**PROBLEMS TO SOLVE**:
1. Pull out the stretch of the beer competition judging thread from "And that is" through "been dwindling ." and copy it word for word.
2. Pick up the forum thread on beer competition judging where it stops and write the next part.

**SELECTED EXCERPT**:
========================

Late to the party but spot on.


----------



## manticle

Having said that and read mr no tip’s posts as well as many critical responses - judges do have a responsibility, under bjcp guidlines to offer meaningful, legibly written feedback. I know (not judged nats but judged most vic comps more than once and a tas state comp, bjcp certified) that it ain’t easy but not being easy ain’t an excuse. Do your best, whether competitor or judge. Strive, always to do better.


----------



## Hermies

And that is why I haven't had a beer in any competition for nearly 10yrs . I did enter my beer in the Vicbrew comp and got 5th place it was a red IPA one judge wrote "Mild ,Caramel and Fruity Hops , nothing particularly stands out " and another judge wrote " medium fruity aroma no malt aroma " So tell me why I should enter comps when I get crap like this written for an American IPA and I only entered it for the club as over the past few years entries had been dwindling .

PS : The then club president said it was a strong 42 pointer . You do know the club president that I am talking about Manticle .


----------



## manticle

I've only really known one club president because I've only belonged to (and been actively involved with) one club. However it's a bit much to use feedback from 'nearly 10 years ago' as a reason to be critical of the currently run national comp, don't you think?

========================

**DATA EXCERPTS**:
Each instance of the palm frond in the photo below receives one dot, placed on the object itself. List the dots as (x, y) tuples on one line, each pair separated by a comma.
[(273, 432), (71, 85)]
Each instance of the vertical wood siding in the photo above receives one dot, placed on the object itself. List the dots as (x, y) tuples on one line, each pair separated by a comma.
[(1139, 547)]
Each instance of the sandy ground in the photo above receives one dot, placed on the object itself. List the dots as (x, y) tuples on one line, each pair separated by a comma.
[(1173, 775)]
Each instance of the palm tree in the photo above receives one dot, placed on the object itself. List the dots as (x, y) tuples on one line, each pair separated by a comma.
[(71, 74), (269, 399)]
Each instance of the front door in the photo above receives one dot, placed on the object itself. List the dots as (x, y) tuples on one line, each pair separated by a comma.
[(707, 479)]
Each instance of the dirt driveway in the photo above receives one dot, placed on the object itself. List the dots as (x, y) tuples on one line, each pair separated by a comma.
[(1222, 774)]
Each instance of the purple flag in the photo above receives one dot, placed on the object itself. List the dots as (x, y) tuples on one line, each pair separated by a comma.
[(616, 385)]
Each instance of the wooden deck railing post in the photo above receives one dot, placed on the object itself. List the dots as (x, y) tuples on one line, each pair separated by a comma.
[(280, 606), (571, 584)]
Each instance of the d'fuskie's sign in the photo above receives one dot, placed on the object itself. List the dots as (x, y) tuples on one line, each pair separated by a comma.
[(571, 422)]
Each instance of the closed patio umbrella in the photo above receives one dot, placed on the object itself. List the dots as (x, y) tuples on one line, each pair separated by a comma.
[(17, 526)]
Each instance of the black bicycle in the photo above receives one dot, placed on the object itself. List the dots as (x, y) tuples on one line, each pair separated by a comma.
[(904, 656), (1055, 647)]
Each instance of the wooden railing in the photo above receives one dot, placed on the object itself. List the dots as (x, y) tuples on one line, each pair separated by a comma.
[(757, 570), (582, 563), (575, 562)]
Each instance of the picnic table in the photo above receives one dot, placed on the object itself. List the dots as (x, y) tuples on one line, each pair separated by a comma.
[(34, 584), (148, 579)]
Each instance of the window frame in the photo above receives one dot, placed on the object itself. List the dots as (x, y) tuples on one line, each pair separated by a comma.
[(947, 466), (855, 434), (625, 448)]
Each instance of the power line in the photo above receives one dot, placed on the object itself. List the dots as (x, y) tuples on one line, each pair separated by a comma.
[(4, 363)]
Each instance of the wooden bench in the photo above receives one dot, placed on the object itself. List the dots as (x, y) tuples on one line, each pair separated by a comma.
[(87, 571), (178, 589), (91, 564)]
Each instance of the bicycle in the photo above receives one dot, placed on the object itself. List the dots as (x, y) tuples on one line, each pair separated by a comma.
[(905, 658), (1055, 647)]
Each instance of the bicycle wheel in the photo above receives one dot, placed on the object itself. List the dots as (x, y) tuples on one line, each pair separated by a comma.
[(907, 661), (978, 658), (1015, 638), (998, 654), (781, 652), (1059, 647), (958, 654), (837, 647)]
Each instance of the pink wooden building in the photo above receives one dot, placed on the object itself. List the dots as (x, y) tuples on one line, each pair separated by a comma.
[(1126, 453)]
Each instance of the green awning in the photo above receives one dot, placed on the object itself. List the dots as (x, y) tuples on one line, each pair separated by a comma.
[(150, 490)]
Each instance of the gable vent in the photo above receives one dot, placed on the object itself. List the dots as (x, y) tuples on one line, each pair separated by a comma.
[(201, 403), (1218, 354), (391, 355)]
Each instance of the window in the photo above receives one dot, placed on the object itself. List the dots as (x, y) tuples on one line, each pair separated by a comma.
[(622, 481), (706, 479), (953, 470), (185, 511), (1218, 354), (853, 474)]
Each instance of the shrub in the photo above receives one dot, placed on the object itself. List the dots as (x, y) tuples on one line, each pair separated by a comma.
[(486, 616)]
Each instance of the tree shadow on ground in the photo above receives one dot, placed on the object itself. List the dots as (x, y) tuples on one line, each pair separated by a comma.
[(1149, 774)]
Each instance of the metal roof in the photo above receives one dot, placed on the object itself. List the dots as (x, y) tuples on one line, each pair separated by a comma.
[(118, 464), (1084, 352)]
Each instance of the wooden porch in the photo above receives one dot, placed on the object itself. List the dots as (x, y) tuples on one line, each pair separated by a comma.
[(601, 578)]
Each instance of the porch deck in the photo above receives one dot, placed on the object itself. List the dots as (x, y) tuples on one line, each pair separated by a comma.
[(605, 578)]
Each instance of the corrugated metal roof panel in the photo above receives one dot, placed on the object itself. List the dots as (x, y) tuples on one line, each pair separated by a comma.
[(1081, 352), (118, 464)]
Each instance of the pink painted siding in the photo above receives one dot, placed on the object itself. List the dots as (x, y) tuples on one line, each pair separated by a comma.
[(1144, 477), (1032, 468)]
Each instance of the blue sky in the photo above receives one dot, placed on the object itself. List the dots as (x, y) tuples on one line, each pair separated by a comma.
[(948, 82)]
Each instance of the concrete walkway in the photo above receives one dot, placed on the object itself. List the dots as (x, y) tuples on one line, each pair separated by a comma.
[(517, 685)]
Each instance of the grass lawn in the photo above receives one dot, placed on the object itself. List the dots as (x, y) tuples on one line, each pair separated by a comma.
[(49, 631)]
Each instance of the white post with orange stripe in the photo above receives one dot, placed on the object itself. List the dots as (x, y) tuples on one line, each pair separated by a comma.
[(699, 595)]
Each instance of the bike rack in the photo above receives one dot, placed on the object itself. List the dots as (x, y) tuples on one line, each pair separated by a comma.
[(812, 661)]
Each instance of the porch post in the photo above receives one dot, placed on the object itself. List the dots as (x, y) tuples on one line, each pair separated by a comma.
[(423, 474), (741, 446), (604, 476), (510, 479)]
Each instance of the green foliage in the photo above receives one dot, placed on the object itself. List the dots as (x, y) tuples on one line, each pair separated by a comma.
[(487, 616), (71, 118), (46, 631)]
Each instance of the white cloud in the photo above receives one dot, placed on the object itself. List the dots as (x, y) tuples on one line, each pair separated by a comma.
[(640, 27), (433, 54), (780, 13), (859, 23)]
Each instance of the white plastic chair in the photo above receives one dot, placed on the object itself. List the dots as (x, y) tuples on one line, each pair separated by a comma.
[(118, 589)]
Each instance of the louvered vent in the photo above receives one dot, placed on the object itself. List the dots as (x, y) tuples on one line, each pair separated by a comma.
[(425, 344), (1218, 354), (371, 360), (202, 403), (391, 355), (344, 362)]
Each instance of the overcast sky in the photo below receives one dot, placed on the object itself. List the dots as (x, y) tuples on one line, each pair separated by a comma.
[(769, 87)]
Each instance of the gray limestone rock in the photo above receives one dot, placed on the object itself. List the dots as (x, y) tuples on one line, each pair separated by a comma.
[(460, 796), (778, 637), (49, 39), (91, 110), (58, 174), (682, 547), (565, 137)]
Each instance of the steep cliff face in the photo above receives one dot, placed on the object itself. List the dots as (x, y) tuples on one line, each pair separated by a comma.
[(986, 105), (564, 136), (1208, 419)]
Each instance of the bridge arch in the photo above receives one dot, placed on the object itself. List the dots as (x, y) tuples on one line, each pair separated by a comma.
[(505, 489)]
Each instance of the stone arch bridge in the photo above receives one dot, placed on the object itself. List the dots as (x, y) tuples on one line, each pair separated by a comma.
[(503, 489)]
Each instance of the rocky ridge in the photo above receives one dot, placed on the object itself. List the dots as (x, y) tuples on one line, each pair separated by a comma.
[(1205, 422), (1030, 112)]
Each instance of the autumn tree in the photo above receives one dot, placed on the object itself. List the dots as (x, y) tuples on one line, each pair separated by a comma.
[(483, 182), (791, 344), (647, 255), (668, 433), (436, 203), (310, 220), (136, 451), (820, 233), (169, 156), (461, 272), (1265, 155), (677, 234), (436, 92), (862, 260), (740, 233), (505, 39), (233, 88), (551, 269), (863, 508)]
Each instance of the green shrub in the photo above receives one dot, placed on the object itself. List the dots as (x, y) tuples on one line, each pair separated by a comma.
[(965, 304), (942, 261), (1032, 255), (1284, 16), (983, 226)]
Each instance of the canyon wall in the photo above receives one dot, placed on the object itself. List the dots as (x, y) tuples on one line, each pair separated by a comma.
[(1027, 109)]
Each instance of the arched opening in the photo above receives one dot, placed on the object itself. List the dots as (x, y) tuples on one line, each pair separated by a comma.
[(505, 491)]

========================

**RESPONSES TO THE EXERCISE**:
1.
And that is why I haven't had a beer in any competition for nearly 10yrs . I did enter my beer in the Vicbrew comp and got 5th place it was a red IPA one judge wrote "Mild ,Caramel and Fruity Hops , nothing particularly stands out " and another judge wrote " medium fruity aroma no malt aroma " So tell me why I should enter comps when I get crap like this written for an American IPA and I only entered it for the club as over the past few years entries had been dwindling .

2.
First time I got in the nats, I got rubbish feedback too (beers did ok, no complaints) but that has no bearing on 2017 besides me understanding that judges have a responsibility to offer the best feedback they can to all competitors. Hell, some of my best scoring beers (eg. 42+, vicbrew) had the least feedback and while I happily accepted the win, I expected more. As a judge I expect more from myself.


----------



## Hermies

Sorry I should have put a date in .It was this years Vic Comp . The point I was making is that the feedback hasn't changed .It is only because that this person is well qualified as a BJCP and gave it a good appraisel that I put it into this years Vic comp . Over the last few months the club has been tasting different members beer and through the guidence of our old club president giving better feedback on what we taste see and smell and that is what is lacking in the judging . Yeah aint it a bitch when you get a score like that and the judges write even less . My point again they are not writing what they taste , smell and see they're only going by what the style suggests .


----------



## manticle

I agree that many judges need to step up their game. BJCP qualification should mean more effort is made, rather than less.

Not necessarily comp organiser's fault (actually not at all) but if you're going to make the effort to judge, actually make the effort.

Written as someone who has experienced trying to articulate himself on a scoresheet after the 24th belgian strong ale that morning.


----------



## pcqypcqy

MartinOC said:


> Mate, that comes across as nothing but a cop-out.
> 
> I believe the expression "Put-up or shut-up" is the appropriate Aussie vernacular here....



With a warm inviting attitude like that, it's hard to imagine why more people don't get involved.

The bloke was volunteering the services of his club to get involved and assist with the next one. If you shoot everyone done who volunteers, no wonder you / your club is the only one who has to organise everything.

I know winkle and he's in one of the bigger Brisbane clubs, and he means what he says. It's better if his club gets involved as a unit rather than just him by himself.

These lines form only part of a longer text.